• **Records supplied**
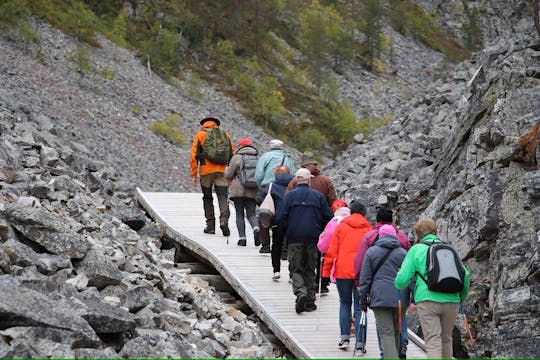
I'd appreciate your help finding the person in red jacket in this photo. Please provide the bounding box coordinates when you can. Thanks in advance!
[190,115,235,236]
[322,199,371,349]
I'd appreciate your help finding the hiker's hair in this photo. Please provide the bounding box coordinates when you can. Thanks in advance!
[413,218,437,240]
[274,165,291,175]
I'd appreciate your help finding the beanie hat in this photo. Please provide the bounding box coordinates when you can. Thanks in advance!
[330,199,349,212]
[238,138,253,146]
[270,139,283,149]
[379,225,396,237]
[294,168,313,181]
[350,199,366,215]
[377,207,393,222]
[200,115,221,126]
[300,151,318,166]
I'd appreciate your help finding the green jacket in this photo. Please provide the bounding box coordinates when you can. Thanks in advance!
[394,234,469,303]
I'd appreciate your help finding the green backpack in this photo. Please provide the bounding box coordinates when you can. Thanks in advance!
[203,127,232,164]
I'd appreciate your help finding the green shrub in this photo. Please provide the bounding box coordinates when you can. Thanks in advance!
[150,113,187,145]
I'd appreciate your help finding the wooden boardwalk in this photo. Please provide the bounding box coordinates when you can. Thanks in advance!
[137,189,426,358]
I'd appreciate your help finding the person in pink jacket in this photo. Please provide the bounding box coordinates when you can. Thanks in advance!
[354,207,414,359]
[317,199,351,286]
[354,207,411,284]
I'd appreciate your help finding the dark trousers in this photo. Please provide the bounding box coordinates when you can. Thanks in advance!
[287,239,319,303]
[231,197,259,239]
[270,226,285,272]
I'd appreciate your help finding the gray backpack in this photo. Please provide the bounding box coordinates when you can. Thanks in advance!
[416,241,465,293]
[238,154,259,189]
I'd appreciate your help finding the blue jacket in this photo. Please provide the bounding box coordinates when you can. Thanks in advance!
[275,183,334,244]
[360,235,410,309]
[255,149,296,186]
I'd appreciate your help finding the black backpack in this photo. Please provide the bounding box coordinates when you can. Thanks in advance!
[202,127,232,164]
[238,154,259,189]
[416,241,465,293]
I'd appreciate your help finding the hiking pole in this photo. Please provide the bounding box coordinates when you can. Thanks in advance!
[459,305,474,341]
[316,256,323,330]
[398,290,403,332]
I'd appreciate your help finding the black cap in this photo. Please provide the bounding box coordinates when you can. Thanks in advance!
[350,199,367,215]
[377,207,393,222]
[200,116,221,126]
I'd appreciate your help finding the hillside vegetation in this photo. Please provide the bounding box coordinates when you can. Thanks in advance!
[0,0,475,150]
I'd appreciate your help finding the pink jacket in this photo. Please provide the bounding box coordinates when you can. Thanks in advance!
[317,207,351,282]
[354,221,411,283]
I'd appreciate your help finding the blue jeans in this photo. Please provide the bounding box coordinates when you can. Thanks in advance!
[336,279,361,339]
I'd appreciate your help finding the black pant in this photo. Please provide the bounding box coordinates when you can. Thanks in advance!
[271,226,285,272]
[231,197,259,239]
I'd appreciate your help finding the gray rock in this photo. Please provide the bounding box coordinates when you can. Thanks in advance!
[0,281,99,346]
[5,204,90,258]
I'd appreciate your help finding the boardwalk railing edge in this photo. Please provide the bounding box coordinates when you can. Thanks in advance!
[137,188,311,358]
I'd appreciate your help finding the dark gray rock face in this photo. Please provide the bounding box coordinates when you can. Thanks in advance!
[325,36,540,357]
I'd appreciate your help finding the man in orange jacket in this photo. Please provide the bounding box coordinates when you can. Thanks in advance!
[191,116,234,236]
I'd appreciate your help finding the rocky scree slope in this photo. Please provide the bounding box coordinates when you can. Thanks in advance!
[0,23,298,192]
[325,35,540,358]
[0,25,296,358]
[0,81,290,358]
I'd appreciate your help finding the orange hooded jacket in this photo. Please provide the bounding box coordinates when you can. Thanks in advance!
[190,120,235,178]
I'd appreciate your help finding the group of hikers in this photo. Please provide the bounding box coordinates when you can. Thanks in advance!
[191,116,469,358]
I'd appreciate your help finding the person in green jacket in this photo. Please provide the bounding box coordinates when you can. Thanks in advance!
[394,218,469,359]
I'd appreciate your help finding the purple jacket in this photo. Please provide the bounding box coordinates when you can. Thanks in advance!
[354,221,411,284]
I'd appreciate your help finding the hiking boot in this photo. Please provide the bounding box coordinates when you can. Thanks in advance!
[338,339,351,350]
[295,295,307,314]
[253,228,261,246]
[219,224,231,236]
[398,346,407,359]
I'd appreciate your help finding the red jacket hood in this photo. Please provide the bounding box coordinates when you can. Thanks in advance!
[341,213,371,229]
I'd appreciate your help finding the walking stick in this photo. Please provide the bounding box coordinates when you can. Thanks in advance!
[398,290,402,332]
[459,305,474,341]
[316,256,324,330]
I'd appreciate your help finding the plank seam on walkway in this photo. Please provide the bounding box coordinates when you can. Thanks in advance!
[137,189,425,358]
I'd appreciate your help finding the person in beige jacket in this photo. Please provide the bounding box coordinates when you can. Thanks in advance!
[225,138,260,246]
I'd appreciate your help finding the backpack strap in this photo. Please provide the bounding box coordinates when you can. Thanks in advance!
[415,240,436,285]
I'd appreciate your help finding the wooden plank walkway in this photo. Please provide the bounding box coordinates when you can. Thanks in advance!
[137,189,426,358]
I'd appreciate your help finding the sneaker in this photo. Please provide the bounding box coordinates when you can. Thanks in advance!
[203,226,216,234]
[321,285,330,295]
[398,346,407,359]
[253,228,261,246]
[219,224,231,236]
[295,295,307,314]
[338,339,351,350]
[354,343,368,358]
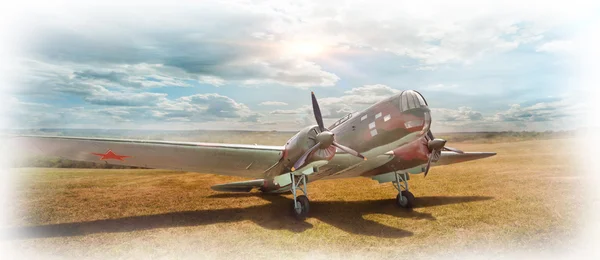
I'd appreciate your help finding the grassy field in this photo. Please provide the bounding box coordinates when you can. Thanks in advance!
[3,139,583,259]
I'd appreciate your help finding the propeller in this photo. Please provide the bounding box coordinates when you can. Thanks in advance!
[425,130,465,177]
[292,92,367,171]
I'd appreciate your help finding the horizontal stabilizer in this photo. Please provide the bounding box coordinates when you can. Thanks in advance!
[210,179,264,192]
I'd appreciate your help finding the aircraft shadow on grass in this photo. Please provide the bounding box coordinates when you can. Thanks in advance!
[2,193,492,239]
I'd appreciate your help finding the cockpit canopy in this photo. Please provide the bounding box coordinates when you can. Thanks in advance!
[399,90,427,111]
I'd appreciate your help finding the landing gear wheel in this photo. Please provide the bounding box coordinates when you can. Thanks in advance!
[292,195,310,220]
[396,190,415,209]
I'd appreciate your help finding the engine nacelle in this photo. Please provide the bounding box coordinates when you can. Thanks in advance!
[282,125,336,172]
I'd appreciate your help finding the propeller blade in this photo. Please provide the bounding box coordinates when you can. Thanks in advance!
[443,146,465,153]
[310,92,325,132]
[423,151,435,177]
[292,143,321,171]
[333,141,367,161]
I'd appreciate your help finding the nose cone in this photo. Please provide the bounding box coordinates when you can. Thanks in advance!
[399,90,427,111]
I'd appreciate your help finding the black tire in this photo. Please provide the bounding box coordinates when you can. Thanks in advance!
[292,195,310,220]
[396,190,415,209]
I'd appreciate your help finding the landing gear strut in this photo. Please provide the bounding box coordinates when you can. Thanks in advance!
[393,172,415,209]
[290,174,310,220]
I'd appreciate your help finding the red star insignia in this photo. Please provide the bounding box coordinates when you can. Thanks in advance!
[92,149,131,161]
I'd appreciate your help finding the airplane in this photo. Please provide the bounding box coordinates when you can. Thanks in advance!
[15,90,496,220]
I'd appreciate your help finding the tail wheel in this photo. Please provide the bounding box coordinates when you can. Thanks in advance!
[292,195,310,220]
[396,190,415,209]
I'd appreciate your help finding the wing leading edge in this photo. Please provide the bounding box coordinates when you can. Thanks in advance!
[10,136,284,178]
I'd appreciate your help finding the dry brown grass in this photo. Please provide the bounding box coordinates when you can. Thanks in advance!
[5,139,582,258]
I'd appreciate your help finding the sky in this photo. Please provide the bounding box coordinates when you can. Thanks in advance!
[0,1,600,132]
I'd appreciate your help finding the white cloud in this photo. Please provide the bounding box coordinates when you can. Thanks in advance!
[258,101,288,106]
[536,40,575,53]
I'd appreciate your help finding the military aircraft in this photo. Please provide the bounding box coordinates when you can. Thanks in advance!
[11,90,496,220]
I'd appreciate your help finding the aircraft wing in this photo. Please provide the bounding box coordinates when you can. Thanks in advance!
[9,136,284,178]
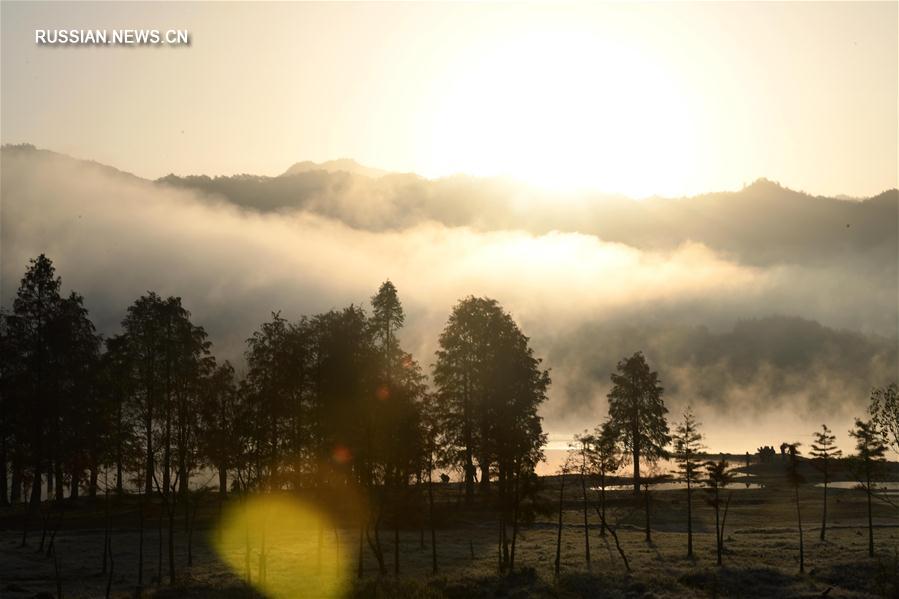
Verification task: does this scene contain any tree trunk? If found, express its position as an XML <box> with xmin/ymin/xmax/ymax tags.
<box><xmin>687</xmin><ymin>473</ymin><xmax>693</xmax><ymax>557</ymax></box>
<box><xmin>357</xmin><ymin>522</ymin><xmax>365</xmax><ymax>580</ymax></box>
<box><xmin>116</xmin><ymin>398</ymin><xmax>125</xmax><ymax>496</ymax></box>
<box><xmin>9</xmin><ymin>460</ymin><xmax>23</xmax><ymax>505</ymax></box>
<box><xmin>581</xmin><ymin>465</ymin><xmax>590</xmax><ymax>570</ymax></box>
<box><xmin>144</xmin><ymin>412</ymin><xmax>156</xmax><ymax>495</ymax></box>
<box><xmin>631</xmin><ymin>422</ymin><xmax>640</xmax><ymax>495</ymax></box>
<box><xmin>794</xmin><ymin>484</ymin><xmax>805</xmax><ymax>574</ymax></box>
<box><xmin>137</xmin><ymin>486</ymin><xmax>146</xmax><ymax>597</ymax></box>
<box><xmin>556</xmin><ymin>473</ymin><xmax>565</xmax><ymax>576</ymax></box>
<box><xmin>509</xmin><ymin>472</ymin><xmax>520</xmax><ymax>574</ymax></box>
<box><xmin>165</xmin><ymin>497</ymin><xmax>175</xmax><ymax>584</ymax></box>
<box><xmin>69</xmin><ymin>466</ymin><xmax>81</xmax><ymax>501</ymax></box>
<box><xmin>865</xmin><ymin>458</ymin><xmax>874</xmax><ymax>557</ymax></box>
<box><xmin>715</xmin><ymin>486</ymin><xmax>721</xmax><ymax>566</ymax></box>
<box><xmin>0</xmin><ymin>434</ymin><xmax>9</xmax><ymax>506</ymax></box>
<box><xmin>29</xmin><ymin>446</ymin><xmax>41</xmax><ymax>511</ymax></box>
<box><xmin>599</xmin><ymin>470</ymin><xmax>606</xmax><ymax>537</ymax></box>
<box><xmin>219</xmin><ymin>465</ymin><xmax>228</xmax><ymax>497</ymax></box>
<box><xmin>88</xmin><ymin>465</ymin><xmax>100</xmax><ymax>499</ymax></box>
<box><xmin>428</xmin><ymin>467</ymin><xmax>437</xmax><ymax>574</ymax></box>
<box><xmin>55</xmin><ymin>460</ymin><xmax>64</xmax><ymax>501</ymax></box>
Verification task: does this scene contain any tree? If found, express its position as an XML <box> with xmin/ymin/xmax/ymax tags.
<box><xmin>8</xmin><ymin>254</ymin><xmax>62</xmax><ymax>509</ymax></box>
<box><xmin>809</xmin><ymin>424</ymin><xmax>843</xmax><ymax>541</ymax></box>
<box><xmin>199</xmin><ymin>361</ymin><xmax>240</xmax><ymax>497</ymax></box>
<box><xmin>434</xmin><ymin>297</ymin><xmax>550</xmax><ymax>510</ymax></box>
<box><xmin>554</xmin><ymin>452</ymin><xmax>574</xmax><ymax>578</ymax></box>
<box><xmin>786</xmin><ymin>443</ymin><xmax>805</xmax><ymax>573</ymax></box>
<box><xmin>869</xmin><ymin>383</ymin><xmax>899</xmax><ymax>452</ymax></box>
<box><xmin>672</xmin><ymin>408</ymin><xmax>703</xmax><ymax>557</ymax></box>
<box><xmin>434</xmin><ymin>297</ymin><xmax>550</xmax><ymax>569</ymax></box>
<box><xmin>572</xmin><ymin>431</ymin><xmax>596</xmax><ymax>570</ymax></box>
<box><xmin>704</xmin><ymin>460</ymin><xmax>733</xmax><ymax>566</ymax></box>
<box><xmin>849</xmin><ymin>418</ymin><xmax>886</xmax><ymax>557</ymax></box>
<box><xmin>589</xmin><ymin>420</ymin><xmax>622</xmax><ymax>536</ymax></box>
<box><xmin>608</xmin><ymin>352</ymin><xmax>670</xmax><ymax>495</ymax></box>
<box><xmin>122</xmin><ymin>292</ymin><xmax>165</xmax><ymax>495</ymax></box>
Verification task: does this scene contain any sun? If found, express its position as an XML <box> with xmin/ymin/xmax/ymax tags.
<box><xmin>431</xmin><ymin>27</ymin><xmax>696</xmax><ymax>197</ymax></box>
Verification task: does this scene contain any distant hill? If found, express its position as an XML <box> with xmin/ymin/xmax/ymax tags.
<box><xmin>281</xmin><ymin>158</ymin><xmax>387</xmax><ymax>179</ymax></box>
<box><xmin>4</xmin><ymin>146</ymin><xmax>899</xmax><ymax>268</ymax></box>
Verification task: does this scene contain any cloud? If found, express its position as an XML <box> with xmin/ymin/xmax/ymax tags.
<box><xmin>0</xmin><ymin>147</ymin><xmax>897</xmax><ymax>454</ymax></box>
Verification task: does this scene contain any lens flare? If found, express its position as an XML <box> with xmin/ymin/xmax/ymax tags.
<box><xmin>213</xmin><ymin>495</ymin><xmax>349</xmax><ymax>599</ymax></box>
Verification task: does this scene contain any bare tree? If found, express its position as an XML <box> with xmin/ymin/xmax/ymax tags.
<box><xmin>809</xmin><ymin>424</ymin><xmax>843</xmax><ymax>541</ymax></box>
<box><xmin>672</xmin><ymin>407</ymin><xmax>703</xmax><ymax>557</ymax></box>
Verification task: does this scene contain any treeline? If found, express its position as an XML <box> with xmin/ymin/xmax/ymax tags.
<box><xmin>0</xmin><ymin>255</ymin><xmax>550</xmax><ymax>572</ymax></box>
<box><xmin>0</xmin><ymin>255</ymin><xmax>899</xmax><ymax>588</ymax></box>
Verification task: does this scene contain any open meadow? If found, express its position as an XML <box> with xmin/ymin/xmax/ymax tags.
<box><xmin>0</xmin><ymin>466</ymin><xmax>899</xmax><ymax>599</ymax></box>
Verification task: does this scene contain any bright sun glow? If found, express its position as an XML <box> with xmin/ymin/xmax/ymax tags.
<box><xmin>212</xmin><ymin>495</ymin><xmax>349</xmax><ymax>599</ymax></box>
<box><xmin>431</xmin><ymin>27</ymin><xmax>696</xmax><ymax>197</ymax></box>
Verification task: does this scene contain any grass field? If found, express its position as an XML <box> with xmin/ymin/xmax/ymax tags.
<box><xmin>0</xmin><ymin>464</ymin><xmax>899</xmax><ymax>598</ymax></box>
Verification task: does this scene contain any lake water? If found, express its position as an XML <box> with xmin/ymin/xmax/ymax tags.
<box><xmin>815</xmin><ymin>480</ymin><xmax>899</xmax><ymax>495</ymax></box>
<box><xmin>591</xmin><ymin>476</ymin><xmax>764</xmax><ymax>491</ymax></box>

• **Written exercise**
Reproduce the records above from their start through the line containing "[322,199,371,349]", omitting the pictures. Swap "red jacket" for "orange jacket" and keep everything else unchanged.

• **Task result**
I'd appreciate your help finding the person in orange jacket in this photo. Please provide the bounding box coordinates when you can. Thanks in advance!
[190,115,235,236]
[322,199,371,349]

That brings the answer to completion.